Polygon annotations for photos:
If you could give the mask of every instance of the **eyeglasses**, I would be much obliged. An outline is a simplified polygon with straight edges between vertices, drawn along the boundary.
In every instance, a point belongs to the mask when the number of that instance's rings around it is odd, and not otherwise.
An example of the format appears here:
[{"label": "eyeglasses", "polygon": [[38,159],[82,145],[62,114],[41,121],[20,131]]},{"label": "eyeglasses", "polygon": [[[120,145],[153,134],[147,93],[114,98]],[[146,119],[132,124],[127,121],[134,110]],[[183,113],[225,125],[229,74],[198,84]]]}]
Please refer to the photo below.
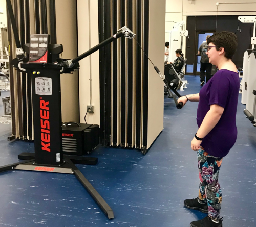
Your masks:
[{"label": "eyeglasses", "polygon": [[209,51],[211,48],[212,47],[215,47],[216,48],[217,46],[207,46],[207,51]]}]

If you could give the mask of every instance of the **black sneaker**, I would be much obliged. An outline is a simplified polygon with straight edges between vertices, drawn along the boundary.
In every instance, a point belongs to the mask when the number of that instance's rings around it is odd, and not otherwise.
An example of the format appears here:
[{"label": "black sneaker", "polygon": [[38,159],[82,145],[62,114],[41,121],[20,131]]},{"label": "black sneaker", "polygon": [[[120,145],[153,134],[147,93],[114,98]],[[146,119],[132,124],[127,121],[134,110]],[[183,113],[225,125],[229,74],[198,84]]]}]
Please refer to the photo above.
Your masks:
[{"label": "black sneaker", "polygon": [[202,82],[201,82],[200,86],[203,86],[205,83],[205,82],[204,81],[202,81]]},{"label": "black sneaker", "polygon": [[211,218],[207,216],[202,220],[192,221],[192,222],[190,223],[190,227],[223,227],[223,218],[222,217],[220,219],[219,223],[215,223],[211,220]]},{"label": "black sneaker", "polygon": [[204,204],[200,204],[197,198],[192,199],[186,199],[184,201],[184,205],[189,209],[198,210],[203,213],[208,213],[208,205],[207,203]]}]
...
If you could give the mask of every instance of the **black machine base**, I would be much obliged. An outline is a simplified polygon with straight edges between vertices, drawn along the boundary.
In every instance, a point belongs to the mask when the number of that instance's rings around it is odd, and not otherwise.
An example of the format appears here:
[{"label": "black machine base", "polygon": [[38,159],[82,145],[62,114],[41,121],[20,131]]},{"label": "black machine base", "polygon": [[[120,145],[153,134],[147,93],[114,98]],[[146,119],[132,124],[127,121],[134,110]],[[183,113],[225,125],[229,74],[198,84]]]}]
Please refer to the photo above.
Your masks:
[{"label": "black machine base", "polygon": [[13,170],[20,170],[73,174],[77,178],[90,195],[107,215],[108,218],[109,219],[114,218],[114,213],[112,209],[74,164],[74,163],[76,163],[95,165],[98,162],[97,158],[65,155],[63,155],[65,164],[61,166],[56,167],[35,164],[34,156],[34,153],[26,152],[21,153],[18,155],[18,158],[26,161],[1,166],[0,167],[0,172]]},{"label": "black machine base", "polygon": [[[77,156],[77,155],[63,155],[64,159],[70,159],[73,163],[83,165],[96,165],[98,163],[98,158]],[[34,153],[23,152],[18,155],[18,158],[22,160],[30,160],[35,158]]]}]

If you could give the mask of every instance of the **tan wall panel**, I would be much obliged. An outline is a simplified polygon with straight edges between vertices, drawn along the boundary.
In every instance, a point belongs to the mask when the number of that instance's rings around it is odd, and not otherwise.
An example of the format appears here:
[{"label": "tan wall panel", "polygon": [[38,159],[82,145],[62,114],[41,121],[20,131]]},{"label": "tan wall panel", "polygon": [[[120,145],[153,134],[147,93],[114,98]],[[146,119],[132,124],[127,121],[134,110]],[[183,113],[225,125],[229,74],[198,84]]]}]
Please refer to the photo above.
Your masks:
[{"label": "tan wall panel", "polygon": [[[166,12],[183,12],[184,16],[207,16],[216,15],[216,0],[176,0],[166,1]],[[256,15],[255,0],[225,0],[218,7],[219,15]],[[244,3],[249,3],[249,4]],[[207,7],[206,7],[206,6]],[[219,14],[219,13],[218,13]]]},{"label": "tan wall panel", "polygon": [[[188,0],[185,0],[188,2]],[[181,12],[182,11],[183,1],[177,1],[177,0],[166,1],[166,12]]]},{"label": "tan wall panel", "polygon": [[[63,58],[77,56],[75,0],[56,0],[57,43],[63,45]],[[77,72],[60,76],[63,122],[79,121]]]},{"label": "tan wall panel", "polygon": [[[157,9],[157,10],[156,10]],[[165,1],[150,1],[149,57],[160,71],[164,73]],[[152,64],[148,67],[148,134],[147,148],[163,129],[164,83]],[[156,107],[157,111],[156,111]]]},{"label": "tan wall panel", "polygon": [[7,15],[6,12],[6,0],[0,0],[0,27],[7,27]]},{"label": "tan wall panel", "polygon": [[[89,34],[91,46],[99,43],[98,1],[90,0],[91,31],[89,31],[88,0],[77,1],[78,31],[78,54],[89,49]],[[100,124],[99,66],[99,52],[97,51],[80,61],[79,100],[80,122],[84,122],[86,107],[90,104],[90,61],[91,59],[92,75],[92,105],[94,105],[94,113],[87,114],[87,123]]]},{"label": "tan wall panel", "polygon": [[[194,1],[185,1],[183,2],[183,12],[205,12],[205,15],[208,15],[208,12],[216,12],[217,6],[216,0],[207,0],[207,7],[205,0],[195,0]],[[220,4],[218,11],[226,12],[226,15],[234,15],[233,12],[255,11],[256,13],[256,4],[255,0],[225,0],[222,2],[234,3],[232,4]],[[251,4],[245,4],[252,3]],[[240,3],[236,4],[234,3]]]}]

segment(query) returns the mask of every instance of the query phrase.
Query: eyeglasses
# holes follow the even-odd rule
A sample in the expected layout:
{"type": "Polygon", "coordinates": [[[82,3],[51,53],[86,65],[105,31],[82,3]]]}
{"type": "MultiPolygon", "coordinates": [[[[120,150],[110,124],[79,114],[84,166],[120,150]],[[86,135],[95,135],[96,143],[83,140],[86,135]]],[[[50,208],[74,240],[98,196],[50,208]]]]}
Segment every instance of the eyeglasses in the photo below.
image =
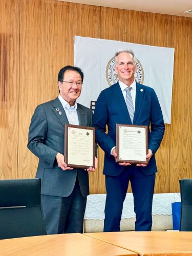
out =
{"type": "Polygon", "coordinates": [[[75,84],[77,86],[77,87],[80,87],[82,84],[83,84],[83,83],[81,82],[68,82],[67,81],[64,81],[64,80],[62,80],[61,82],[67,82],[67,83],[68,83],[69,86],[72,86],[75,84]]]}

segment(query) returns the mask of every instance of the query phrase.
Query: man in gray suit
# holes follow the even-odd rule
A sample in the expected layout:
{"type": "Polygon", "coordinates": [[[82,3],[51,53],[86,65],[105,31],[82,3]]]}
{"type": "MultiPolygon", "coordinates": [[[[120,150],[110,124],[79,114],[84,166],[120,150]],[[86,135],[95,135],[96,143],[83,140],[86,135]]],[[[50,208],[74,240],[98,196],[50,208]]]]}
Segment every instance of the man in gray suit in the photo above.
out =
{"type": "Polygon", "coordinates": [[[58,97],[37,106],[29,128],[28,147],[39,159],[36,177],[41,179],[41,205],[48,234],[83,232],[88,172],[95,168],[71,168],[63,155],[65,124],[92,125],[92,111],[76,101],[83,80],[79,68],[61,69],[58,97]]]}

## PROBLEM
List each line in the items above that contains the string "with". Treat uppercase and lowercase as different.

## RESULT OF THE EXERCISE
If you could give the mask of every instance of the **eyeglasses**, I would be much obliged. An outline is a simplified polygon with straight edges between vertices, drawn along the boundary.
If you could give the mask of every instance of the **black sneaker**, I would be much obliged. An outline is a simplified polygon with straight edges between vertices, drawn along the boundary.
If you could give the mask of every instance of the **black machine base**, I would be much obliged. An outline is a simplified polygon with straight edges between vertices, drawn along the boundary.
If you could give the mask of every instance of the **tan wall panel**, I would be much obliged. An outline is a simplified polygon with straight edges between vertices, drawn along the boundary.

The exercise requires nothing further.